**** RECORDS FOR THE EXERCISE

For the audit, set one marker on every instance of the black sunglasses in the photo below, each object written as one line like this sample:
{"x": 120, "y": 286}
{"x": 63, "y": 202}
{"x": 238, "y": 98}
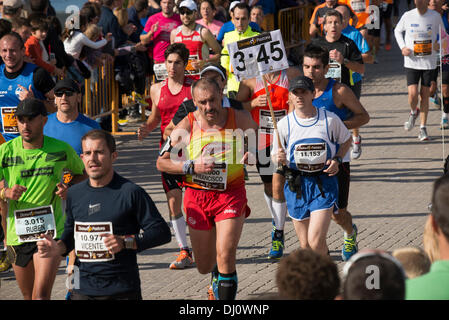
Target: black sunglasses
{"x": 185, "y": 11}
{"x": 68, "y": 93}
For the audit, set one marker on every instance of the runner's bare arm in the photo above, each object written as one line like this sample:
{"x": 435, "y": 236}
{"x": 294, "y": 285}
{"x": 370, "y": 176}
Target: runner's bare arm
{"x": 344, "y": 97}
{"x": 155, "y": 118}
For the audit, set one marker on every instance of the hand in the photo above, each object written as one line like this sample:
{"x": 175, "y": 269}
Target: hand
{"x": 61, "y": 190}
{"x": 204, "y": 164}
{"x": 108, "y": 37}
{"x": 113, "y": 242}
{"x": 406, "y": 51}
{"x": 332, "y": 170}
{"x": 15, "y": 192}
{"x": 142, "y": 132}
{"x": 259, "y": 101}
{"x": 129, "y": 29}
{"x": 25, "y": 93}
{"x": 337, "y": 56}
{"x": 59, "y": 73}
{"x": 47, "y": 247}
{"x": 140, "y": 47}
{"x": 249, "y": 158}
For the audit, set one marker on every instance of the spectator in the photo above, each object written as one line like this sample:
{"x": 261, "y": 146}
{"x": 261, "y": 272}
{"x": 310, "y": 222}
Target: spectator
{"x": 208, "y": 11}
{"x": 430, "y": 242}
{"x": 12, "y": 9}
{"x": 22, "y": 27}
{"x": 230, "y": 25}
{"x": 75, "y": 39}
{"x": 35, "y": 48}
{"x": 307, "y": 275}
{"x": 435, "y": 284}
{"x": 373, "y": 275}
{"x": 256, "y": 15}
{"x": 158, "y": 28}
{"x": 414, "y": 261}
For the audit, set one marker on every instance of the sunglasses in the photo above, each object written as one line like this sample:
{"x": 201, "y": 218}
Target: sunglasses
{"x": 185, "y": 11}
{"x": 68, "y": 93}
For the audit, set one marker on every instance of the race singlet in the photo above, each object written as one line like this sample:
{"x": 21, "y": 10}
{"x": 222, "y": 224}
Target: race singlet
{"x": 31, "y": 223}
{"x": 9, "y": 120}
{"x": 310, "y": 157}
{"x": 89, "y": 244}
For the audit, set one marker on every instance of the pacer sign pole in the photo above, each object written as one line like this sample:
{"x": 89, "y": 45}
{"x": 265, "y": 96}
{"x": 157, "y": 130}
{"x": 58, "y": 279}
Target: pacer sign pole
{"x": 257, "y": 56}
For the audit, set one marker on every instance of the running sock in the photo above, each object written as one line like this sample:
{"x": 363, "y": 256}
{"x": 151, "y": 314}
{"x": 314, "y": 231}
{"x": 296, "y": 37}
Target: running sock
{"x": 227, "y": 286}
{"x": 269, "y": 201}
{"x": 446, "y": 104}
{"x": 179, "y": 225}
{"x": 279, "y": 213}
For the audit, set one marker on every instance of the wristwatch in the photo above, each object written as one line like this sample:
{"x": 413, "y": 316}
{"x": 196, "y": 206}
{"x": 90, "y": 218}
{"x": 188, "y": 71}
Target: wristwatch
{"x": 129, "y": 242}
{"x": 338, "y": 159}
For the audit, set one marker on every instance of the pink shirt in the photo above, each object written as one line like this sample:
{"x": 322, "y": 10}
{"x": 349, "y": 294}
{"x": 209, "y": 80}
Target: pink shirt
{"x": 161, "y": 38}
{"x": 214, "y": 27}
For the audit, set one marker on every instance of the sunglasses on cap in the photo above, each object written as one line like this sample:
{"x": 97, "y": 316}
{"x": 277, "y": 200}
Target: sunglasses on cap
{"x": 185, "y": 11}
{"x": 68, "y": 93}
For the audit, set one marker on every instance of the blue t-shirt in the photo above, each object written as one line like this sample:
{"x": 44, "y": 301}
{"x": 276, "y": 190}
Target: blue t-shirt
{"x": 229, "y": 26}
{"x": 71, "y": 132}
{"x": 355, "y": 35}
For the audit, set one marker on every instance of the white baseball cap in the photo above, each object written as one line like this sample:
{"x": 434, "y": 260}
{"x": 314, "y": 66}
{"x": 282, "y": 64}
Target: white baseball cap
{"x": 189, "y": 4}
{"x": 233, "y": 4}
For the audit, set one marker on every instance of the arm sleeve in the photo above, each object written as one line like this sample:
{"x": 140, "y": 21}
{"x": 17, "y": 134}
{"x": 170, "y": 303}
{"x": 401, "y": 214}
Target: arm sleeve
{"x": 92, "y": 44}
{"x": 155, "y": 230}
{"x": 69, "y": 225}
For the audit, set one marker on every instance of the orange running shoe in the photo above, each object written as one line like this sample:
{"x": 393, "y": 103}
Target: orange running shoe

********

WHAT THE TASK REQUIRES> Your answer must be an exact repeat of the records above, with the pictures left out.

SOLUTION TO THE PROBLEM>
For the audit, set one marker on every instance of the black sunglasses in the photo below, each object written as one line like this sample:
{"x": 120, "y": 286}
{"x": 63, "y": 202}
{"x": 238, "y": 98}
Target: black sunglasses
{"x": 185, "y": 11}
{"x": 68, "y": 93}
For the audit, set one marker on every instance of the runner's bare arm in the photo above, each object written as one line like this sample:
{"x": 435, "y": 236}
{"x": 294, "y": 285}
{"x": 370, "y": 176}
Target: runner's bare arm
{"x": 344, "y": 97}
{"x": 155, "y": 118}
For the audit, set one marker on every instance of the hand in the photo above, each object written as one line like this sample:
{"x": 175, "y": 269}
Target: hand
{"x": 61, "y": 190}
{"x": 204, "y": 164}
{"x": 108, "y": 37}
{"x": 113, "y": 242}
{"x": 406, "y": 51}
{"x": 332, "y": 170}
{"x": 15, "y": 192}
{"x": 142, "y": 132}
{"x": 259, "y": 101}
{"x": 129, "y": 29}
{"x": 25, "y": 93}
{"x": 337, "y": 56}
{"x": 59, "y": 73}
{"x": 47, "y": 247}
{"x": 140, "y": 47}
{"x": 249, "y": 158}
For the audit, set one marker on every instance of the spectator in the photo above, each object written as one line like this sample:
{"x": 261, "y": 146}
{"x": 261, "y": 272}
{"x": 310, "y": 222}
Target: spectator
{"x": 208, "y": 11}
{"x": 430, "y": 242}
{"x": 12, "y": 9}
{"x": 22, "y": 27}
{"x": 230, "y": 25}
{"x": 75, "y": 39}
{"x": 35, "y": 48}
{"x": 307, "y": 275}
{"x": 435, "y": 284}
{"x": 373, "y": 275}
{"x": 256, "y": 15}
{"x": 158, "y": 28}
{"x": 414, "y": 261}
For the audit, set one marker on every instance of the sunglasses in the photo above, each object written as one line like this sample:
{"x": 201, "y": 218}
Target: sunglasses
{"x": 185, "y": 11}
{"x": 68, "y": 93}
For the audit, set one marker on every instance of the race singlet in the photo above, each object written as one line like this sample:
{"x": 21, "y": 10}
{"x": 222, "y": 224}
Target: race singlet
{"x": 31, "y": 223}
{"x": 9, "y": 120}
{"x": 310, "y": 157}
{"x": 89, "y": 244}
For the audit, set one marker on every instance of the pacer sign pole in the photo above, each object written as one line like this sample:
{"x": 89, "y": 45}
{"x": 265, "y": 96}
{"x": 157, "y": 130}
{"x": 58, "y": 279}
Target: pacer sign pole
{"x": 257, "y": 56}
For the audit, set one marker on every instance of the running sock in the photo above, each object written as one line like this sample:
{"x": 363, "y": 256}
{"x": 151, "y": 314}
{"x": 314, "y": 231}
{"x": 296, "y": 37}
Target: running sock
{"x": 227, "y": 286}
{"x": 269, "y": 201}
{"x": 446, "y": 104}
{"x": 179, "y": 225}
{"x": 279, "y": 213}
For the audit, set one marker on every instance of the wristwatch in the photo above, each object written as one line like this sample:
{"x": 413, "y": 316}
{"x": 196, "y": 206}
{"x": 90, "y": 218}
{"x": 188, "y": 71}
Target: wristwatch
{"x": 129, "y": 242}
{"x": 338, "y": 159}
For the audit, set one marker on every instance of the pink shirt in the photo above, each object written as one line like this sample:
{"x": 322, "y": 10}
{"x": 349, "y": 294}
{"x": 209, "y": 80}
Target: pink shirt
{"x": 161, "y": 38}
{"x": 214, "y": 27}
For the audit, set one marker on every instance of the sunglasses on cap in the photo above, each object written as one line like this sample:
{"x": 97, "y": 316}
{"x": 277, "y": 200}
Target: sunglasses on cap
{"x": 185, "y": 11}
{"x": 68, "y": 93}
For the audit, set one marker on every instance of the blue t-shirt in the photo above, each object written as one line like this sample:
{"x": 44, "y": 301}
{"x": 276, "y": 190}
Target: blue t-shirt
{"x": 229, "y": 26}
{"x": 71, "y": 132}
{"x": 355, "y": 35}
For the audit, set one marker on every instance of the white baseball cap in the photo above, each object written as one line like this sample:
{"x": 434, "y": 260}
{"x": 314, "y": 66}
{"x": 282, "y": 64}
Target: white baseball cap
{"x": 189, "y": 4}
{"x": 233, "y": 4}
For the audit, set one marker on every instance of the arm sleeve in the photo above, each object written as one line like this sample:
{"x": 140, "y": 21}
{"x": 17, "y": 134}
{"x": 170, "y": 303}
{"x": 401, "y": 214}
Target: arm sleeve
{"x": 92, "y": 44}
{"x": 155, "y": 230}
{"x": 69, "y": 225}
For the audit, set one marker on every instance of the orange running shoe in the photo above, each object written as one line like this sample:
{"x": 393, "y": 103}
Target: orange running shoe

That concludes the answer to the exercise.